Task input =>
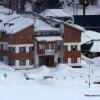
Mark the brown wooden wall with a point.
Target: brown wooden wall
(22, 37)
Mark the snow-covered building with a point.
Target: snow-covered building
(25, 43)
(16, 43)
(90, 43)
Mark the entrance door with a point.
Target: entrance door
(46, 60)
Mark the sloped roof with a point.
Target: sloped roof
(55, 13)
(18, 23)
(41, 25)
(88, 35)
(49, 38)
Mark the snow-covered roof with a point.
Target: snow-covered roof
(88, 35)
(7, 18)
(95, 47)
(14, 23)
(4, 10)
(75, 26)
(55, 13)
(49, 38)
(40, 25)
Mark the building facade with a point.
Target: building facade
(25, 43)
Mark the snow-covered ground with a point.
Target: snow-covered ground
(61, 82)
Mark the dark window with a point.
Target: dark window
(74, 47)
(22, 49)
(31, 49)
(1, 56)
(11, 62)
(11, 49)
(58, 47)
(22, 62)
(65, 60)
(41, 46)
(1, 46)
(73, 60)
(66, 48)
(59, 60)
(52, 46)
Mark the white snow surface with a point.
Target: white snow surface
(95, 47)
(88, 35)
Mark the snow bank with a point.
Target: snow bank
(96, 61)
(39, 73)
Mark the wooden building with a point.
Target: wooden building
(25, 43)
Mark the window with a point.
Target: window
(58, 47)
(59, 60)
(66, 48)
(73, 60)
(1, 56)
(1, 46)
(30, 61)
(22, 49)
(74, 47)
(22, 62)
(65, 60)
(31, 49)
(11, 62)
(52, 46)
(11, 49)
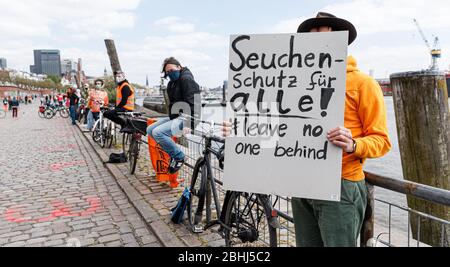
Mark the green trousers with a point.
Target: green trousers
(331, 224)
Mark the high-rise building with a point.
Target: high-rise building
(69, 65)
(47, 62)
(3, 63)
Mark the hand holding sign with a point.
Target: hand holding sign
(286, 91)
(343, 138)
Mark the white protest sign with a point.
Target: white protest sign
(286, 91)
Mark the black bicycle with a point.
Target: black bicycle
(51, 111)
(132, 137)
(245, 219)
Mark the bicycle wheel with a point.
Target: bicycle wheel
(126, 142)
(103, 129)
(133, 154)
(197, 200)
(96, 132)
(64, 113)
(247, 223)
(109, 136)
(41, 114)
(49, 114)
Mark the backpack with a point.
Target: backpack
(180, 209)
(117, 158)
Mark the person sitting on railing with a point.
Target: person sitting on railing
(182, 90)
(365, 135)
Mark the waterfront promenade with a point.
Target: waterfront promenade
(56, 191)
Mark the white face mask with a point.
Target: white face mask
(120, 78)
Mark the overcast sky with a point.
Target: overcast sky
(197, 32)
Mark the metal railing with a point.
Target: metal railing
(193, 146)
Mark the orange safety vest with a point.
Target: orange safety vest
(130, 102)
(160, 161)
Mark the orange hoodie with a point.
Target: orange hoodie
(365, 116)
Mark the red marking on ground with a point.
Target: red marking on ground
(59, 148)
(59, 166)
(61, 210)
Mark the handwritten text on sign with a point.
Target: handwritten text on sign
(286, 91)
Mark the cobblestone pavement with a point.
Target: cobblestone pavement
(154, 200)
(55, 190)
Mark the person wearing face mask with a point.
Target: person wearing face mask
(125, 99)
(182, 90)
(364, 135)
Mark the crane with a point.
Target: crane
(435, 51)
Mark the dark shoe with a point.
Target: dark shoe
(175, 165)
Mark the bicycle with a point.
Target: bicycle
(51, 111)
(102, 130)
(243, 217)
(132, 137)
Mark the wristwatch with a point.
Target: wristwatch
(354, 146)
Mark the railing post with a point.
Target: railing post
(367, 231)
(422, 112)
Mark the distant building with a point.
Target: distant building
(385, 85)
(69, 65)
(47, 62)
(3, 63)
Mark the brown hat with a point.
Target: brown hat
(170, 60)
(326, 19)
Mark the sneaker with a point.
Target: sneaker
(175, 165)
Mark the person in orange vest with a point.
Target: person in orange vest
(125, 99)
(97, 98)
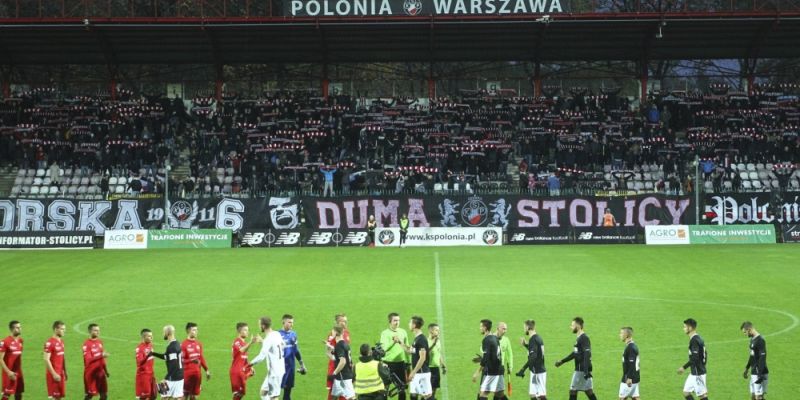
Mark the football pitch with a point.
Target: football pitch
(652, 289)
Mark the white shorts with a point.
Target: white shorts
(538, 386)
(493, 384)
(343, 388)
(421, 384)
(695, 384)
(625, 391)
(174, 389)
(579, 383)
(759, 389)
(271, 387)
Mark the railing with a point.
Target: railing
(238, 9)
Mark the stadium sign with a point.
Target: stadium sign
(427, 236)
(46, 240)
(505, 212)
(731, 234)
(751, 208)
(791, 233)
(666, 234)
(189, 239)
(413, 8)
(125, 239)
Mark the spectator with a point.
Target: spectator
(328, 175)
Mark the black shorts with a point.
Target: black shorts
(436, 379)
(399, 369)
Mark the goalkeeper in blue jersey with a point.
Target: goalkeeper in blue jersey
(290, 353)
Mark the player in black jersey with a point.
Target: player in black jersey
(696, 381)
(582, 354)
(173, 382)
(534, 344)
(491, 365)
(629, 388)
(756, 369)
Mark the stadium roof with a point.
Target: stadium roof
(384, 39)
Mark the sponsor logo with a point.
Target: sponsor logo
(182, 214)
(412, 7)
(474, 212)
(286, 238)
(386, 237)
(490, 237)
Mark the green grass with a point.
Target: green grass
(652, 289)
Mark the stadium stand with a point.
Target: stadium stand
(476, 141)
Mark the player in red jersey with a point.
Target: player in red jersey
(94, 365)
(11, 363)
(192, 354)
(56, 372)
(240, 370)
(330, 343)
(145, 379)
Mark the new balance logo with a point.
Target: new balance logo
(355, 238)
(320, 238)
(287, 238)
(253, 239)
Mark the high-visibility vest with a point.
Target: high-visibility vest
(367, 378)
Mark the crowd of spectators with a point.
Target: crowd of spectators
(569, 139)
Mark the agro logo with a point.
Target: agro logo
(412, 7)
(474, 212)
(182, 214)
(386, 237)
(490, 237)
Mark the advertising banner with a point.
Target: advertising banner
(303, 237)
(731, 234)
(540, 236)
(33, 215)
(791, 233)
(666, 234)
(606, 235)
(427, 236)
(46, 240)
(751, 208)
(506, 212)
(125, 239)
(412, 8)
(189, 239)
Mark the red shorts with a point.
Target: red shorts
(191, 384)
(146, 386)
(95, 382)
(239, 382)
(56, 389)
(16, 386)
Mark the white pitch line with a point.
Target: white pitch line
(440, 318)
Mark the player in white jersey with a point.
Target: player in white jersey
(272, 352)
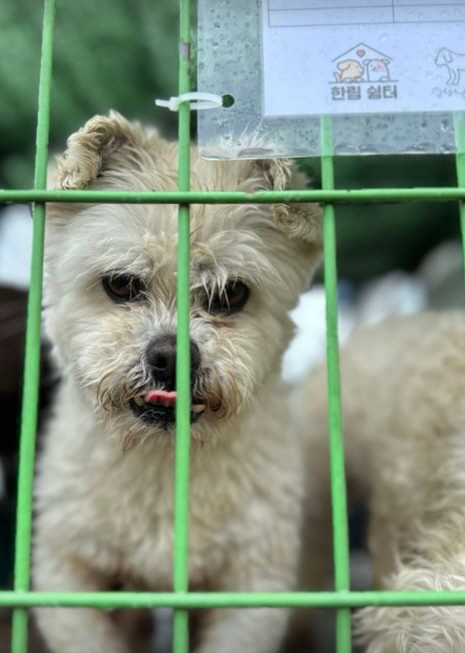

The problem =>
Rewrite every one of the items above with "with a point" changed to "with a dot" and nothing else altered, and leave the pictures out.

Complete answer =>
Mark the brown wooden wall with a dot.
Target: brown wooden wall
(22, 37)
Mark the snow-covered building with a dot.
Target: snow-covered building
(25, 43)
(16, 43)
(90, 43)
Mark the entrance door with a dot.
Target: entrance door
(46, 60)
Mark the sloped roof with a dot.
Target: sloped roof
(55, 13)
(18, 23)
(41, 25)
(88, 35)
(49, 38)
Mark the snow-covered roof with a dot.
Target: snow-covered roof
(88, 35)
(7, 18)
(95, 47)
(14, 23)
(4, 10)
(75, 26)
(55, 13)
(49, 38)
(40, 25)
Mark the building facade with a dot.
Target: building facade
(25, 43)
Mark the snow-covered ground with a dot.
Target: snow-covered ground
(61, 82)
Mark the dark window with a dot.
Target: dark window
(74, 47)
(22, 49)
(31, 49)
(1, 56)
(11, 62)
(11, 49)
(58, 47)
(22, 62)
(65, 60)
(41, 46)
(1, 46)
(73, 60)
(66, 48)
(59, 60)
(52, 46)
Mark the white snow surface with a dot.
Target: white snow surface
(95, 47)
(88, 35)
Mark the snow bank with a dot.
Target: snow bank
(96, 61)
(39, 73)
Mark the wooden building with a dot.
Target: wooden building
(25, 43)
Mark the window with a dot.
Target: window
(58, 47)
(59, 60)
(66, 48)
(73, 60)
(1, 56)
(1, 46)
(30, 61)
(22, 49)
(74, 47)
(22, 62)
(65, 60)
(31, 49)
(11, 62)
(52, 46)
(11, 49)
Mark the green trousers with a dot.
Target: green trousers
(331, 224)
Mark the high-rise building with a dot.
Target: high-rise building
(69, 65)
(47, 62)
(3, 63)
Mark the hand holding sign with a dot.
Target: hand holding sign
(286, 91)
(343, 138)
Mark the white protest sign with a dot.
Target: white protest sign
(286, 91)
Mark the black bicycle with a dot.
Target: black bicycle
(51, 111)
(132, 137)
(245, 219)
Mark the bicycle wheel with a dot.
Target: bicycle wheel
(126, 142)
(103, 129)
(133, 154)
(197, 200)
(96, 132)
(64, 113)
(247, 223)
(109, 136)
(41, 114)
(49, 114)
Mark the backpack with a dot.
Target: backpack
(180, 209)
(117, 158)
Mark the person sitting on railing with a dot.
Target: person sitting on railing
(182, 90)
(365, 135)
Mark the waterfront promenade with a dot.
Target: waterfront promenade
(56, 191)
Mark the white face mask with a dot.
Target: white face mask
(120, 78)
Mark the overcast sky with a dot.
Target: overcast sky
(197, 32)
Mark the metal railing with a dot.
Target: metal railing
(193, 146)
Mark the orange safety vest with a dot.
Target: orange safety vest
(130, 102)
(160, 161)
Mark the orange hoodie with a dot.
Target: orange hoodie
(365, 116)
Mark the red marking on ground with a dot.
Target: red marking on ground
(59, 148)
(59, 166)
(61, 210)
Mark the handwritten text on sign with a dot.
Target: handwritten text on sign
(286, 91)
Mark the cobblestone pavement with a dot.
Target: cobblestone pavement
(154, 200)
(55, 190)
Mark the person wearing face mask with a dot.
Target: person wearing face mask
(125, 99)
(182, 90)
(364, 135)
Mark the crane with a dot.
Target: crane
(435, 51)
Mark the dark shoe with a dot.
Target: dark shoe
(175, 165)
Mark the bicycle with a dot.
Target: bicycle
(51, 111)
(102, 130)
(243, 217)
(132, 137)
Mark the wristwatch with a dot.
Target: wristwatch
(354, 146)
Mark the railing post with a dot.
Target: railing post
(367, 231)
(422, 112)
Mark the distant building with a dot.
Target: distant building
(385, 85)
(69, 65)
(47, 62)
(3, 63)
Mark the brown hat with a dot.
Target: brown hat
(170, 60)
(326, 19)
Mark the sneaker with a dot.
Target: sneaker
(175, 165)
Mark the person in orange vest with a dot.
Target: person in orange vest
(125, 99)
(97, 98)
Mark the football pitch with a dot.
Target: football pitch
(652, 289)
Mark the white shorts with a dot.
Target: white shorts
(538, 386)
(493, 384)
(343, 388)
(421, 384)
(695, 384)
(625, 391)
(174, 389)
(579, 383)
(759, 389)
(271, 387)
Mark the railing with a dot.
Target: railing
(238, 9)
Mark the stadium sign with a dot.
Target: stadium sign
(427, 236)
(46, 240)
(505, 212)
(731, 234)
(751, 208)
(791, 233)
(666, 234)
(189, 239)
(413, 8)
(125, 239)
Mark the spectator with a dot.
Target: spectator
(328, 175)
Mark the black shorts with a dot.
Target: black shorts
(436, 379)
(399, 369)
Mark the goalkeeper in blue jersey with a dot.
Target: goalkeeper in blue jersey
(290, 353)
Mark the player in black jersey with a dot.
Target: player in black jersey
(696, 381)
(582, 354)
(173, 382)
(534, 344)
(491, 365)
(629, 388)
(756, 369)
Mark the stadium roof with a dot.
Target: stadium roof
(384, 39)
Mark the sponsor logo with a dot.
Target: sponsor logo
(182, 214)
(412, 7)
(474, 212)
(286, 238)
(386, 237)
(490, 237)
Mark the green grass with a dot.
Target: green grass
(652, 289)
Mark the stadium stand with a dot.
Target: stadium stand
(476, 141)
Mark the player in red jersey with a dot.
Target: player in red jersey
(94, 365)
(11, 363)
(192, 354)
(56, 372)
(240, 370)
(330, 343)
(145, 379)
Mark the new balance logo with a dot.
Target: new balance logo
(355, 238)
(320, 238)
(287, 238)
(253, 239)
Mark the high-visibility vest with a dot.
Target: high-visibility vest
(367, 378)
Mark the crowd of spectators with a dot.
Target: crowd of spectators
(569, 139)
Mark the agro logo with a dot.
Target: agro logo
(412, 7)
(474, 212)
(182, 214)
(386, 237)
(490, 237)
Mark the advertising banner with a dot.
Target: advertising banner
(303, 237)
(731, 234)
(540, 236)
(33, 215)
(791, 233)
(666, 234)
(606, 235)
(427, 236)
(46, 240)
(751, 208)
(506, 212)
(125, 239)
(412, 8)
(189, 239)
Mark the red shorts with a dot.
Target: red shorts
(191, 384)
(146, 386)
(95, 382)
(239, 382)
(56, 389)
(16, 386)
Mark the white pitch line with a dot.
Target: white pitch line
(440, 318)
Mark the player in white jersey with a dot.
Target: player in white jersey
(272, 352)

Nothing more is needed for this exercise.